Selected excerpt:
[Start of Attachment]
I Didn't Know I Was Autistic---Until I was 23
I've been diagnosed with ADHD since 4-years-old (roughly) and autism (officially) since I was 18. I've known my whole life that I've had ADHD. My mom told me that with my energy, I should be lucky to have as much as I do as well as an abundance of creativity. She told me that my ADHD diagnosis is a blessing. As far as autism goes, now that's a whole story. I've had several versions in my head and have told people that I am a "late-diagnosis". In a way, I kind of am. However, my mom thinks that had there been more knowledge on the subject, especially in girls, I would've been diagnosed earlier in life. I was diagnosed by my special education teacher, but my ADHD doctor told my mom that other than the social stuff, I was "fine".
As a child, I was hyper-verbal (very talkative---looking back, definitely some aspects were vocal stims LOL) and hyper-lexic (advanced reader---I was so good at reading at a young age, I could've skipped a whole grade...but my mom wanted me to stay with the kids my age for the social aspect). I wasn't really into trains, planes, or any of the stereotypical autistic fixations as a kid. The only video games I played were Wii Sports, The Original Animal Crossing, I had a Tamagotchi, LEGO Star Wars (sorry Brooke) and LEGO Harry Potter, and Just Dance. Until around 2019, I had never really played Mario Kart, which is one of the popular games I've been told about by my fellow autistic peers.
[End of Attachment]
Collection entries:
[Start of Attachment]
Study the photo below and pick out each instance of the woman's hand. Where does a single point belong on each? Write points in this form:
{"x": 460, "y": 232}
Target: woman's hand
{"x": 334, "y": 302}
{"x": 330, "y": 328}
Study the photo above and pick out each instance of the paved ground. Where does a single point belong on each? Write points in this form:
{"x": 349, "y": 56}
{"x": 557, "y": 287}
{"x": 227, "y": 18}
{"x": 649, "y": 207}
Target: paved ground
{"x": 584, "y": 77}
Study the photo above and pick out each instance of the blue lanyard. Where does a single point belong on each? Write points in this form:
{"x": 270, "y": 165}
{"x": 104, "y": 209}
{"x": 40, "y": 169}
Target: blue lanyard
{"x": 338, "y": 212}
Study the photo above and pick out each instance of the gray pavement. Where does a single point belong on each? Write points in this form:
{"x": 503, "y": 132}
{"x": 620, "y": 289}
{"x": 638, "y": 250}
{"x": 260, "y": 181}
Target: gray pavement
[End of Attachment]
Required work: Repeat the passage of the late-diagnosis autism essay that begins at the words "As a child, I" and stops after "fellow autistic peers.". The records have no connection to the text.

Answer section:
As a child, I was hyper-verbal (very talkative---looking back, definitely some aspects were vocal stims LOL) and hyper-lexic (advanced reader---I was so good at reading at a young age, I could've skipped a whole grade...but my mom wanted me to stay with the kids my age for the social aspect). I wasn't really into trains, planes, or any of the stereotypical autistic fixations as a kid. The only video games I played were Wii Sports, The Original Animal Crossing, I had a Tamagotchi, LEGO Star Wars (sorry Brooke) and LEGO Harry Potter, and Just Dance. Until around 2019, I had never really played Mario Kart, which is one of the popular games I've been told about by my fellow autistic peers.